▸ **Problem statement**:
Copy the news article below about a Wiccan prisoner's lawsuit word for word, in full.

Stephen Hodgson said Stillwater prison banned items necessary to his faith such as oil, incense.
A Stillwater prisoner who practices the Wiccan faith has filed a federal lawsuit against the state alleging his religious rights have been violated.
Stephen Hodgson claims his religious mail has been confiscated, and he has been prohibited from burning incense or using prayer oils and herbs needed to practice his faith.
The Minnesota Department of Human Rights sided with Hodgson after investigating and determining that "probable cause exists to believe that an unfair discriminatory practice was committed." Hodgson, 54, is serving two consecutive life sentences for two murders in 1991.
John Schadl, communications director for the Department of Corrections, said he could not comment on Hodgson's lawsuit, which was filed in February. He did say the prison system does its "best to accommodate religious practices and services. Obviously we have to do that within the context of making sure that both our employees are safe in the facilities, that offenders are safe and that security concerns are addressed."
Hodgson estimates 200 to 300 Wiccans are in prison system in Minnesota -- a state that is a magnet for Wiccan followers. The Twin Cities metro area -- dubbed "Paganistan" by Wiccans for having one of the highest witch concentrations in the country -- has an estimated 20,000 witches who meet in 236 different covens or groups, according to the Rev. John Mayer, executive director of the nonprofit City Vision, a Christian organization that tracks local religious data.
Wicca is a nature-based religion that falls under the umbrella of pagan traditions. Many Wiccans are drawn here because of the many lakes and rivers, which have spiritual significance to them, Mayer said.

▸ **Listed records**:
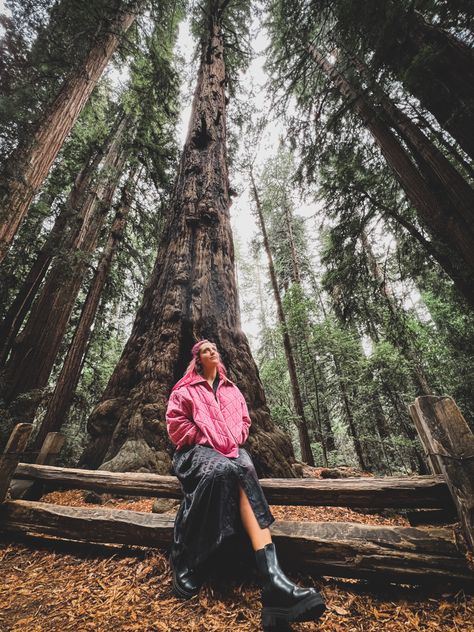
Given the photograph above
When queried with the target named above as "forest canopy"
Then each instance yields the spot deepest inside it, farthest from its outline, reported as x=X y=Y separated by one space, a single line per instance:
x=310 y=209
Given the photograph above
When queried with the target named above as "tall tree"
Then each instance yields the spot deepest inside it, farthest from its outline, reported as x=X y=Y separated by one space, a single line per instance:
x=192 y=292
x=35 y=350
x=31 y=161
x=305 y=445
x=60 y=402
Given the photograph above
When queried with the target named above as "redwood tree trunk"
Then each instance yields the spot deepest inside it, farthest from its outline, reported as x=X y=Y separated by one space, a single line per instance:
x=448 y=228
x=401 y=339
x=35 y=350
x=60 y=402
x=191 y=294
x=445 y=86
x=62 y=235
x=305 y=444
x=30 y=164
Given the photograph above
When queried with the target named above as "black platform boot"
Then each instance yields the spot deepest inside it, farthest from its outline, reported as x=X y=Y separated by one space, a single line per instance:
x=282 y=600
x=186 y=580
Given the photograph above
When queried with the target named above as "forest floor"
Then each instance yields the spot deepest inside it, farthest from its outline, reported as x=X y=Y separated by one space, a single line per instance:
x=52 y=586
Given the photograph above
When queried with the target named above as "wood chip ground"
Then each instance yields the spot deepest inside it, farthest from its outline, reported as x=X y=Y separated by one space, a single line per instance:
x=46 y=586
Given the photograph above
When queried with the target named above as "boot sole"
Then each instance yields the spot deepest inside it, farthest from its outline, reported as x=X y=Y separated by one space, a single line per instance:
x=310 y=609
x=179 y=592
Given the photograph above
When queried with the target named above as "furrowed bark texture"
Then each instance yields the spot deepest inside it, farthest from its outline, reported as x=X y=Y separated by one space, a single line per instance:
x=305 y=444
x=60 y=402
x=35 y=350
x=31 y=164
x=445 y=83
x=448 y=227
x=191 y=295
x=62 y=235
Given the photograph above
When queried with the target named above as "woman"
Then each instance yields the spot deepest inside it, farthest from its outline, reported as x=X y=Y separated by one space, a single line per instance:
x=207 y=419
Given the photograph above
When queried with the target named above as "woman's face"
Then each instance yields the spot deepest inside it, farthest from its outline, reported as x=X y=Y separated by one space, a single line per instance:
x=209 y=355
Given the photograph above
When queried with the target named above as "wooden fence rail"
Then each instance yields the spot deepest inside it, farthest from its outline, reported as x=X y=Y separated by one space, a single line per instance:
x=377 y=493
x=342 y=549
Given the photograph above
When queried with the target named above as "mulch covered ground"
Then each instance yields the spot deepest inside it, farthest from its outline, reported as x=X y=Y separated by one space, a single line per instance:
x=50 y=586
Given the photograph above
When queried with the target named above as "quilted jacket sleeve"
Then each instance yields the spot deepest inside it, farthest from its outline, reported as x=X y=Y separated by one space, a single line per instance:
x=179 y=423
x=245 y=421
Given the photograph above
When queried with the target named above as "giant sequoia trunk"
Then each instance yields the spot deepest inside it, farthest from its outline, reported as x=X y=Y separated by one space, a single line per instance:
x=449 y=229
x=444 y=83
x=192 y=294
x=35 y=350
x=60 y=402
x=435 y=66
x=63 y=234
x=401 y=338
x=30 y=164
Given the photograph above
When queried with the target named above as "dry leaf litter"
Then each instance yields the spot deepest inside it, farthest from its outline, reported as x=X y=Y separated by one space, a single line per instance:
x=47 y=586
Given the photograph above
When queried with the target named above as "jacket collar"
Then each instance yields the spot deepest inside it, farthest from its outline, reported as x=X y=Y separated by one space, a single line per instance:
x=198 y=379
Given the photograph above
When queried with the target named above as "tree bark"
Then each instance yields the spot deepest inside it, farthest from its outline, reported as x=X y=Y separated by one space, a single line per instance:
x=62 y=235
x=401 y=339
x=35 y=350
x=446 y=86
x=60 y=402
x=341 y=549
x=363 y=492
x=191 y=294
x=449 y=230
x=30 y=164
x=305 y=444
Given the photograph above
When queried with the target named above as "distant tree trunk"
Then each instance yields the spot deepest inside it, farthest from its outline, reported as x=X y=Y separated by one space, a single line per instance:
x=406 y=424
x=30 y=164
x=436 y=250
x=294 y=255
x=450 y=230
x=308 y=359
x=349 y=416
x=401 y=339
x=35 y=350
x=445 y=85
x=60 y=402
x=438 y=170
x=305 y=444
x=191 y=294
x=62 y=235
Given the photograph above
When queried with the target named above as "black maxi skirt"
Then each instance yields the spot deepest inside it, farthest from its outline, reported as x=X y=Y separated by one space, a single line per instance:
x=209 y=511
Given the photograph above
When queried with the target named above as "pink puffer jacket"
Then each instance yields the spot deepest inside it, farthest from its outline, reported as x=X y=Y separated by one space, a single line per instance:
x=195 y=416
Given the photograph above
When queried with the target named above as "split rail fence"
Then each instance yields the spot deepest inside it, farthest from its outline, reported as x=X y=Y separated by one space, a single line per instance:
x=344 y=549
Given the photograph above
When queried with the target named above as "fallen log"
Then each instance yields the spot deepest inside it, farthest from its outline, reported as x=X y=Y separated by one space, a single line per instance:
x=449 y=441
x=382 y=492
x=399 y=554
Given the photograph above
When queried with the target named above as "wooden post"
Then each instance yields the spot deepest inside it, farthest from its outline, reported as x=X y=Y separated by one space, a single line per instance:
x=50 y=449
x=449 y=440
x=11 y=455
x=431 y=460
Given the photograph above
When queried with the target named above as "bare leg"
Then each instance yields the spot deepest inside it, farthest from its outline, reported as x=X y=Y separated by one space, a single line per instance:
x=259 y=537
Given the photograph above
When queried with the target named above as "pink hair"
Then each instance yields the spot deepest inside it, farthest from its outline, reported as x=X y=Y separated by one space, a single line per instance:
x=191 y=371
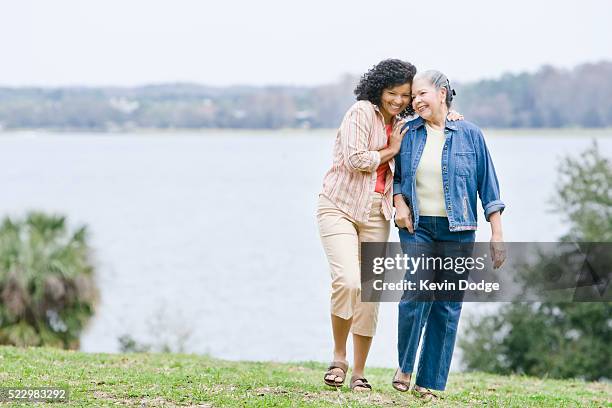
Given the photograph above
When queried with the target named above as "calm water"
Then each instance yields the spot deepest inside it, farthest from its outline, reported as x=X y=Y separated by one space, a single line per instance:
x=212 y=238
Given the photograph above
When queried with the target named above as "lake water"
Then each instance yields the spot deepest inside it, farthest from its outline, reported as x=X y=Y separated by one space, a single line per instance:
x=211 y=237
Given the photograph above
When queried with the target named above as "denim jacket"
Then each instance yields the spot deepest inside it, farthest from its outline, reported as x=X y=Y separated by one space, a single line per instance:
x=467 y=169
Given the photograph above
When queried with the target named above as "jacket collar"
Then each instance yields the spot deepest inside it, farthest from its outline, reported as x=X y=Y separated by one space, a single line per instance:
x=419 y=121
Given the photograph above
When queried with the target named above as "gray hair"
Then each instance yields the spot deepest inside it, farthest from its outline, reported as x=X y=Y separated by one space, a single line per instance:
x=438 y=80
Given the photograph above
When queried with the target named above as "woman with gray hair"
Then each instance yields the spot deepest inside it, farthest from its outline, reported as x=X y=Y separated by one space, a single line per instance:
x=441 y=168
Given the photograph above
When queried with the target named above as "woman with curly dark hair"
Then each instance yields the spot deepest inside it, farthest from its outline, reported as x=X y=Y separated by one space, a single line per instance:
x=356 y=205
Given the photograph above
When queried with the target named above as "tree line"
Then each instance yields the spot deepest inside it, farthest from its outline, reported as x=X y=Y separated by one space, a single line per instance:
x=550 y=97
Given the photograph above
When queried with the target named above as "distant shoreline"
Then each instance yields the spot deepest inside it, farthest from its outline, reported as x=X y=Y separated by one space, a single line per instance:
x=600 y=132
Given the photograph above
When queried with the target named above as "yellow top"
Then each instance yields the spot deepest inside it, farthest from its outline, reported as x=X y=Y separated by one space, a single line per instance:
x=429 y=189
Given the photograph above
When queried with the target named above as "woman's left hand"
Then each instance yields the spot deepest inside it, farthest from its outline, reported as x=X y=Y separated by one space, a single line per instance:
x=454 y=115
x=498 y=252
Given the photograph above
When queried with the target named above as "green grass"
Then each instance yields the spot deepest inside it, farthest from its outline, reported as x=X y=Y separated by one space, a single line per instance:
x=166 y=380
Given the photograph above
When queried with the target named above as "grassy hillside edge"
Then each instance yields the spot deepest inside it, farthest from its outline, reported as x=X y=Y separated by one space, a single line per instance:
x=156 y=380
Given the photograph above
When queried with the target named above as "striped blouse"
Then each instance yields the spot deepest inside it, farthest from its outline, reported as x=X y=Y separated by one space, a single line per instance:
x=351 y=181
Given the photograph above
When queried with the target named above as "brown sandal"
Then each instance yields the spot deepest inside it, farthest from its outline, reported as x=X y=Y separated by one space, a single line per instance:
x=359 y=382
x=332 y=382
x=400 y=384
x=426 y=395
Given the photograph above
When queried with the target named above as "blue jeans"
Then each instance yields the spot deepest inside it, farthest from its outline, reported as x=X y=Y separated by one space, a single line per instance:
x=437 y=320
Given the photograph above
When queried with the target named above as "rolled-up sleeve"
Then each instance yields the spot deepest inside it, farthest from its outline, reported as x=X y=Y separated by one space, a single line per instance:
x=488 y=185
x=355 y=135
x=397 y=175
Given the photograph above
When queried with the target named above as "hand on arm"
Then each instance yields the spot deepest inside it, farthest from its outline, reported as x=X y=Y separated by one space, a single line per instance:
x=395 y=142
x=403 y=216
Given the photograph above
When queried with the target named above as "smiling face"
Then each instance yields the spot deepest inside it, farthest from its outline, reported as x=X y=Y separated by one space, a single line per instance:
x=427 y=101
x=394 y=100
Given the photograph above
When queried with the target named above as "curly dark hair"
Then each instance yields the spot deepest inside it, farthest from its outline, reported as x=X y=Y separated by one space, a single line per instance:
x=386 y=74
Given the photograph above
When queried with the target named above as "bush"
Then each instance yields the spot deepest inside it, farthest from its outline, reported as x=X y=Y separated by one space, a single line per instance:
x=47 y=287
x=559 y=340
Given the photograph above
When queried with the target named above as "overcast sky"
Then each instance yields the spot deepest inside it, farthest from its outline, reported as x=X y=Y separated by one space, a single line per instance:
x=133 y=42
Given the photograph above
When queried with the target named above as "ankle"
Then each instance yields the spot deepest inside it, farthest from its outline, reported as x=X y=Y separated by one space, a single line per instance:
x=357 y=373
x=340 y=355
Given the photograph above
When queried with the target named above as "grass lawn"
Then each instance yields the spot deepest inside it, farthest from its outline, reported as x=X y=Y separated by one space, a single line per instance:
x=167 y=380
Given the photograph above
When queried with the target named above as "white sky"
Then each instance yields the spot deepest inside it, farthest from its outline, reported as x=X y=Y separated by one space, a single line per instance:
x=133 y=42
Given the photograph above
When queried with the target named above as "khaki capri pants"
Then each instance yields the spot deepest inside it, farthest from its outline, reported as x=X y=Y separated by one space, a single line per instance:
x=341 y=236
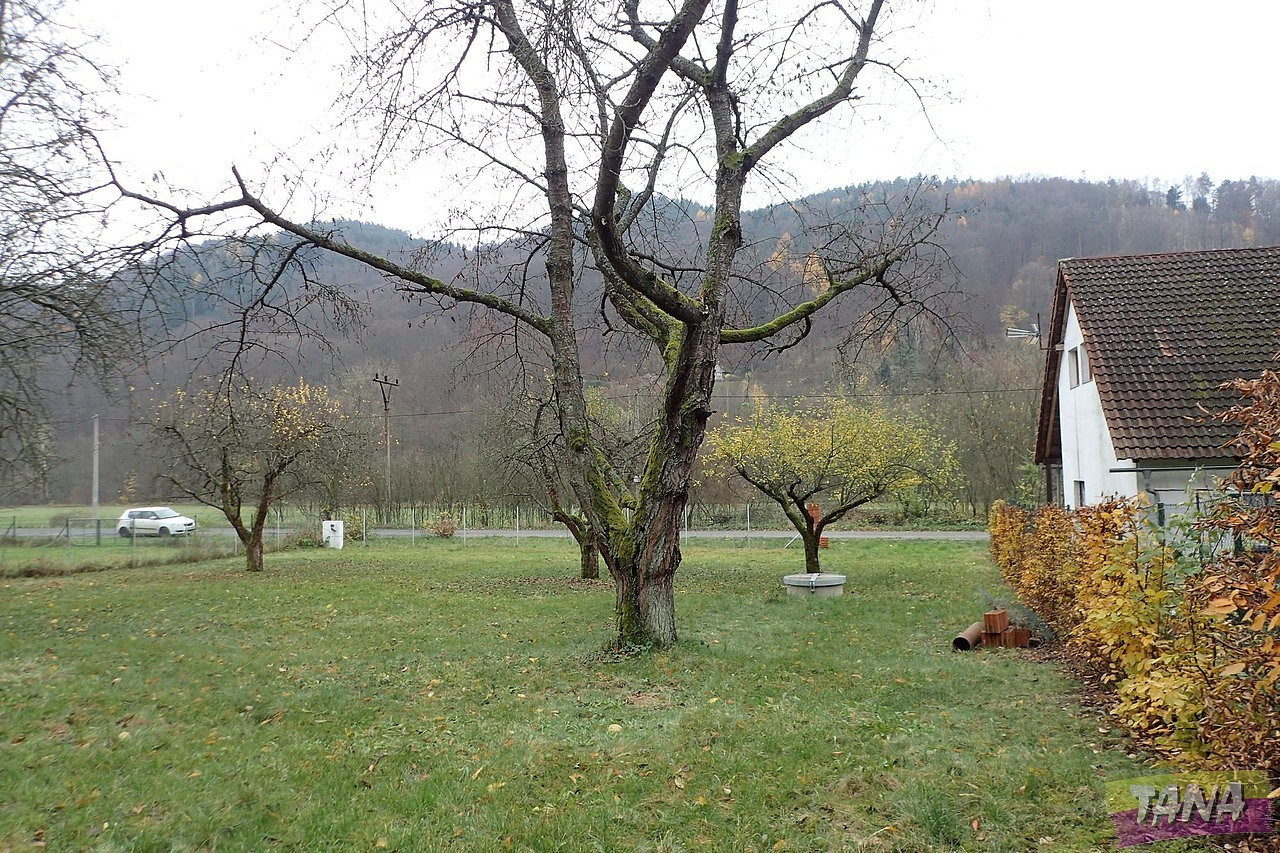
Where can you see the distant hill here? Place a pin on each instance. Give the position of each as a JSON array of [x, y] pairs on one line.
[[1004, 237]]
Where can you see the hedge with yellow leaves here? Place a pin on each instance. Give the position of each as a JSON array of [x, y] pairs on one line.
[[1188, 644]]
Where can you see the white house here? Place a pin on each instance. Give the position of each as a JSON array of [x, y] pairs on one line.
[[1139, 347]]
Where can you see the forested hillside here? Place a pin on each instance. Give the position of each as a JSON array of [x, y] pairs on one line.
[[1002, 237]]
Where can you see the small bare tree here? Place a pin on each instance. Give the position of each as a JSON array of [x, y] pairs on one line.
[[242, 448], [590, 119]]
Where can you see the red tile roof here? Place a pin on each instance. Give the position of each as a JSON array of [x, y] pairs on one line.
[[1162, 333]]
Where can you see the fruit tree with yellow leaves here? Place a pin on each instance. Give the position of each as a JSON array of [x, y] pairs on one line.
[[241, 448], [837, 455]]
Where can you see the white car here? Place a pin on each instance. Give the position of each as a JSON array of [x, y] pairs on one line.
[[154, 521]]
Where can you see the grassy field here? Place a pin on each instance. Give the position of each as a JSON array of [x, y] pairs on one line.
[[456, 698]]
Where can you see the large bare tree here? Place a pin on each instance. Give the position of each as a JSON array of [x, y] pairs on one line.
[[59, 318], [590, 119]]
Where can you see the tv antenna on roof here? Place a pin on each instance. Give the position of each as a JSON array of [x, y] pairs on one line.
[[1029, 333]]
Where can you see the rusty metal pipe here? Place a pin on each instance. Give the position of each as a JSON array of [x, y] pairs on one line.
[[968, 639]]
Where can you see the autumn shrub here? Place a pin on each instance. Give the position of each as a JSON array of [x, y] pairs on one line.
[[1187, 637], [443, 527]]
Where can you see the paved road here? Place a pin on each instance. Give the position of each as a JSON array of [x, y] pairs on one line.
[[958, 536], [955, 536]]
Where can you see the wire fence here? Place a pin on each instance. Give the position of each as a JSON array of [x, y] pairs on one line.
[[45, 541]]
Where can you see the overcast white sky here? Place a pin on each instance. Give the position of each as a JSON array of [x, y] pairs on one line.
[[1096, 89]]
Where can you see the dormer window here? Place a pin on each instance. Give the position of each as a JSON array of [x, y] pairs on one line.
[[1078, 366]]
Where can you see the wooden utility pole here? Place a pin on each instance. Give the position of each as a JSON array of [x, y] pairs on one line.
[[385, 383]]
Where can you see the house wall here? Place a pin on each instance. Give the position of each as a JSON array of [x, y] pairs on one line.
[[1088, 455]]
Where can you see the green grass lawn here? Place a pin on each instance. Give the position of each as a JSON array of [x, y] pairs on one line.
[[456, 697]]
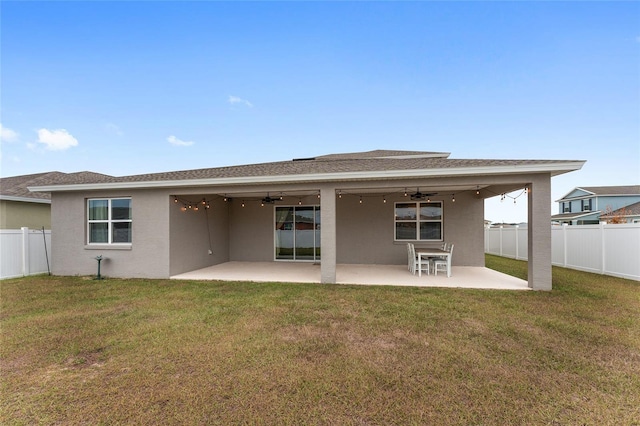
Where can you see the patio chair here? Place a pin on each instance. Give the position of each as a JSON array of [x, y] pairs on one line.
[[441, 263], [413, 260]]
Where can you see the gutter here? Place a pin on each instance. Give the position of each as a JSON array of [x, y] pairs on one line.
[[25, 199]]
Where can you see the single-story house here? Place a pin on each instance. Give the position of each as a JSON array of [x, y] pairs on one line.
[[588, 205], [356, 208], [20, 207]]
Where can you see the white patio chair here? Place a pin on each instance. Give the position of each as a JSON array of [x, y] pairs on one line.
[[414, 261], [441, 263]]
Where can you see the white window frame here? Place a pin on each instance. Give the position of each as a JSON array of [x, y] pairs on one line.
[[316, 258], [417, 221], [110, 221]]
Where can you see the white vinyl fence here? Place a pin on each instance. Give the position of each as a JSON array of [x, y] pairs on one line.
[[24, 252], [603, 249]]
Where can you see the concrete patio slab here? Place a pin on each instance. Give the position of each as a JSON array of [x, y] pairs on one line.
[[398, 275]]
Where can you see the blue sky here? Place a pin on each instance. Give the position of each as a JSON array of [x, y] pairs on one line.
[[125, 88]]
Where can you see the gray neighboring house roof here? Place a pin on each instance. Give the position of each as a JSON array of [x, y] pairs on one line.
[[16, 188], [603, 191], [577, 215], [630, 210], [378, 164]]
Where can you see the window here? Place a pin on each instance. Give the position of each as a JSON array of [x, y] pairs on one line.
[[109, 220], [418, 221]]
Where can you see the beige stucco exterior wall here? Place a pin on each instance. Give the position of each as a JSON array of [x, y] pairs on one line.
[[148, 255], [167, 241], [366, 231], [18, 214]]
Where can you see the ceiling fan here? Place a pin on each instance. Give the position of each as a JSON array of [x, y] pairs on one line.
[[420, 196], [269, 200]]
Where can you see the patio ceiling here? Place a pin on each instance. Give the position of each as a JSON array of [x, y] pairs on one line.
[[485, 191]]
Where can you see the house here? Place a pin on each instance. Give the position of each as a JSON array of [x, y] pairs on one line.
[[355, 208], [589, 205], [20, 207], [626, 214]]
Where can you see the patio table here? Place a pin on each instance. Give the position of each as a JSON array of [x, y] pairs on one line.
[[427, 253]]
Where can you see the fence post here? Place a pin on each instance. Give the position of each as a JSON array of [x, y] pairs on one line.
[[602, 247], [25, 251], [564, 244], [517, 229]]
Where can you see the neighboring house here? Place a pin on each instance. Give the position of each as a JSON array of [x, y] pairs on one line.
[[589, 205], [626, 214], [358, 208], [20, 207]]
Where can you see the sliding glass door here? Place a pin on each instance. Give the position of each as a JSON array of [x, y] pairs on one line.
[[297, 233]]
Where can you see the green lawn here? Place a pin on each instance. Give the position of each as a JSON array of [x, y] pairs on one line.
[[79, 351]]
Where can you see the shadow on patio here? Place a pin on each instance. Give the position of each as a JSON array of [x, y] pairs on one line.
[[461, 276]]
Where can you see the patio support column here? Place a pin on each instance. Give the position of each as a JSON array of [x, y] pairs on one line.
[[328, 234], [539, 233]]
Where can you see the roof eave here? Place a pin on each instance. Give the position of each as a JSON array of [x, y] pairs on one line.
[[552, 168], [25, 199]]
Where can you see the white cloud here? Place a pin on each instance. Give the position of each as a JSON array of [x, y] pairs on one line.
[[236, 100], [113, 128], [56, 140], [7, 135], [178, 142]]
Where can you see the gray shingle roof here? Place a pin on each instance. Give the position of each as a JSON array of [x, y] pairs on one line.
[[17, 186], [630, 210], [613, 190], [372, 161]]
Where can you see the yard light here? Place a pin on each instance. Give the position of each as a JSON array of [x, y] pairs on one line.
[[99, 259]]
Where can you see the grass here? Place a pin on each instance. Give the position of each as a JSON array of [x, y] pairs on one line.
[[79, 351]]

▸ **Written solution**:
Stephen Hodgson said Stillwater prison banned items necessary to his faith such as oil, incense.
A Stillwater prisoner who practices the Wiccan faith has filed a federal lawsuit against the state alleging his religious rights have been violated.
Stephen Hodgson claims his religious mail has been confiscated, and he has been prohibited from burning incense or using prayer oils and herbs needed to practice his faith.
The Minnesota Department of Human Rights sided with Hodgson after investigating and determining that "probable cause exists to believe that an unfair discriminatory practice was committed." Hodgson, 54, is serving two consecutive life sentences for two murders in 1991.
John Schadl, communications director for the Department of Corrections, said he could not comment on Hodgson's lawsuit, which was filed in February. He did say the prison system does its "best to accommodate religious practices and services. Obviously we have to do that within the context of making sure that both our employees are safe in the facilities, that offenders are safe and that security concerns are addressed."
Hodgson estimates 200 to 300 Wiccans are in prison system in Minnesota -- a state that is a magnet for Wiccan followers. The Twin Cities metro area -- dubbed "Paganistan" by Wiccans for having one of the highest witch concentrations in the country -- has an estimated 20,000 witches who meet in 236 different covens or groups, according to the Rev. John Mayer, executive director of the nonprofit City Vision, a Christian organization that tracks local religious data.
Wicca is a nature-based religion that falls under the umbrella of pagan traditions. Many Wiccans are drawn here because of the many lakes and rivers, which have spiritual significance to them, Mayer said.